Referring expression pointing data:

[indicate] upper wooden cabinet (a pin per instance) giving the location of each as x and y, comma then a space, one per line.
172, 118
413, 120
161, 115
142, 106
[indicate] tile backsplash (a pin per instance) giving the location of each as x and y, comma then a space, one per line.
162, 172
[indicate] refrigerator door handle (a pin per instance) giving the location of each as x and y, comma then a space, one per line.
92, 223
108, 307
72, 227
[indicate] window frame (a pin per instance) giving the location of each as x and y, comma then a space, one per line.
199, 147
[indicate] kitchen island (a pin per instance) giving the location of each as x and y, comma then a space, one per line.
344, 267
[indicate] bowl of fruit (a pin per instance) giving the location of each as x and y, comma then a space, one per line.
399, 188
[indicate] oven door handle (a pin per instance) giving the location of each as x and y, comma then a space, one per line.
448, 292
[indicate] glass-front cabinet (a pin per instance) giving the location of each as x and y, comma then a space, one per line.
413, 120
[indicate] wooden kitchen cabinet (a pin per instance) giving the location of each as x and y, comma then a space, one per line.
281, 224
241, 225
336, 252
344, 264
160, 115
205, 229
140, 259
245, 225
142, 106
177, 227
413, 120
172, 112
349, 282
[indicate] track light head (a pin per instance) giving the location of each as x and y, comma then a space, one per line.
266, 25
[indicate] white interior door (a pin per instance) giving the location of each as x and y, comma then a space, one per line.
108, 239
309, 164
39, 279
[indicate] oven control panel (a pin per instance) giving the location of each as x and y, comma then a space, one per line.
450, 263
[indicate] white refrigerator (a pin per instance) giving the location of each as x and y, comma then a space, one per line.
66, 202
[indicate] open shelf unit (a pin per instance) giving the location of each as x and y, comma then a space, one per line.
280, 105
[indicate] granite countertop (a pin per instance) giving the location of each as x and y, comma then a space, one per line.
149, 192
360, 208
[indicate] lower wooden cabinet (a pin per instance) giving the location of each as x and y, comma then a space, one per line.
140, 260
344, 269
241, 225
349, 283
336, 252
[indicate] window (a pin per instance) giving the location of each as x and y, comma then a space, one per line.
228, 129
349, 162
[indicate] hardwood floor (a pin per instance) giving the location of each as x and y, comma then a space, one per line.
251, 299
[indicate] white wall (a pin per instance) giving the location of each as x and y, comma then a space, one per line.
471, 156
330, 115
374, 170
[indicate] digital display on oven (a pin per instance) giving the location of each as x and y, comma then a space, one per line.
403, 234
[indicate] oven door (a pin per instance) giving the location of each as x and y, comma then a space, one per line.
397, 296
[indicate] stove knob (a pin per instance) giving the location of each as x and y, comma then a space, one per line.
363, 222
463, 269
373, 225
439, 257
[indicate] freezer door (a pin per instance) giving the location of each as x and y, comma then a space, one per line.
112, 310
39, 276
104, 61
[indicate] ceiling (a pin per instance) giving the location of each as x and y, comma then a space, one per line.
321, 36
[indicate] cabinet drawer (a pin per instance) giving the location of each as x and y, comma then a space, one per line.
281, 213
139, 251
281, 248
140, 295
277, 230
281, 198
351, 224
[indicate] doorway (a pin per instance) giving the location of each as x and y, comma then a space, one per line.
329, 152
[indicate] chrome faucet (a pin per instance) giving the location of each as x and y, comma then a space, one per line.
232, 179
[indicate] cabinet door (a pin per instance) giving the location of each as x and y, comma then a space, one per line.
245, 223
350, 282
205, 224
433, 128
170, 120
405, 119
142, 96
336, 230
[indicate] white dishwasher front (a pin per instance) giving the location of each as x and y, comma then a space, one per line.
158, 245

What is required:
Output the data once more, exactly as given.

Result of the task:
[indicate] upper wooden cabinet (a pin per instance) giving the location of each as x and y, comma then a space, one per line.
172, 118
413, 120
161, 115
142, 106
[indicate] tile backsplash (a pin per instance) giving the location of each as x and y, comma then a space, one per line.
162, 172
[indicate] refrigerator door handle (a pin per instance) giving the location of each as x and y, comma then a space, one per line.
92, 223
108, 307
72, 227
[indicate] window frame (a pin per instance) giving the location of each as x and y, comma then a space, one per line.
199, 147
[indicate] kitchen island (a pin per instance) giving the location of each as x and y, comma then a space, one per line.
344, 267
[indicate] bowl of fruit (a pin per instance) giving the location of each as x and y, comma then a space, one per line.
399, 188
[indicate] oven door handle (a pin per instance) giving the location of each as x and y, comma then a space, one per line.
448, 292
[indicate] glass-front cabinet (a pin per instance) giving the location of each as x and y, comma then a space, one per line.
413, 120
[indicate] wooden kitchen cabinet (a pin per instance) giving the location of each as x and y, comma then a space, one per line.
281, 224
241, 225
336, 252
344, 264
160, 115
205, 229
140, 259
245, 225
142, 106
177, 227
413, 120
172, 112
349, 282
[indicate] track light head (a pin per instance) giving the location of each as x and y, comma then a space, one per line.
266, 25
[indicate] white interior door (a pin per instance) giving the location of each as x and y, comma then a space, one per line.
108, 239
309, 164
39, 279
[indicate] oven control panel (a pin per instance) giving the location of each as x and y, comma then a space, one per line.
450, 263
[indicate] white refrigerator (a pin per instance) giving the location of each as x and y, comma then a space, one per line.
66, 202
[indicate] open shelf unit (a pin per instance) giving the location of each as x and y, comma then a space, one per line.
280, 105
[indicate] granite countertop (a pin per instance) giving the location of each as x and y, comma then a space, one per line.
149, 192
360, 208
[indicate] lower wooden cabinet (a pin per instance) giving the location of each as x and y, comma then a space, one per line.
140, 260
344, 269
241, 225
349, 283
336, 252
[indicate] window (a pin per instance) giving the location of each as x and y, comma then a space, one per line.
228, 129
349, 162
[indicate] hardwood floor (a pin per instance) giving the location of each as x and y, comma then a space, one per line.
251, 299
[indicate] white wall (a pin per instance) giving the location of each as x and y, comma then a space, one per line.
471, 156
330, 115
374, 170
[indicate] digital display on oven (a pin per instance) giving the location of each as x and y, comma then a space, one per line.
403, 234
[indicate] oven door (a pin per instance) giving the location of each as x and y, comma then a space, one per line.
397, 296
[indicate] stove knob (a pin per instance) giving the location of each as x and y, comma then a space, one per line.
363, 222
463, 269
373, 225
439, 257
[indicate] freezer door (a pin per instance) giving the location of each as x and y, comma then a space, one per line.
112, 310
39, 276
104, 61
[indicate] ceiling (a pin per instance) giving the location of each as x and y, comma then a space, one per line.
321, 36
[indicate] cabinet drawer (a pin per instance) giving the location of each as x and y, comma then a space, one per line.
281, 213
139, 251
281, 248
140, 295
277, 230
281, 198
351, 224
[indicate] doorway (a pin per instance) giving the location of each as x and y, comma then a space, one per line.
329, 152
[indicate] chrome faucet (a pin per instance) giving the location of each as x and y, comma then a space, one per line.
232, 179
[indicate] cabinet door (a pin per instance) giving the location of each as x and y, comma then a space, one per line.
245, 223
350, 282
205, 224
433, 128
170, 120
405, 119
142, 96
336, 230
[indicate] white dishwasher front (a pin per instance) giving the location of each as x and y, comma then a space, one per line.
158, 245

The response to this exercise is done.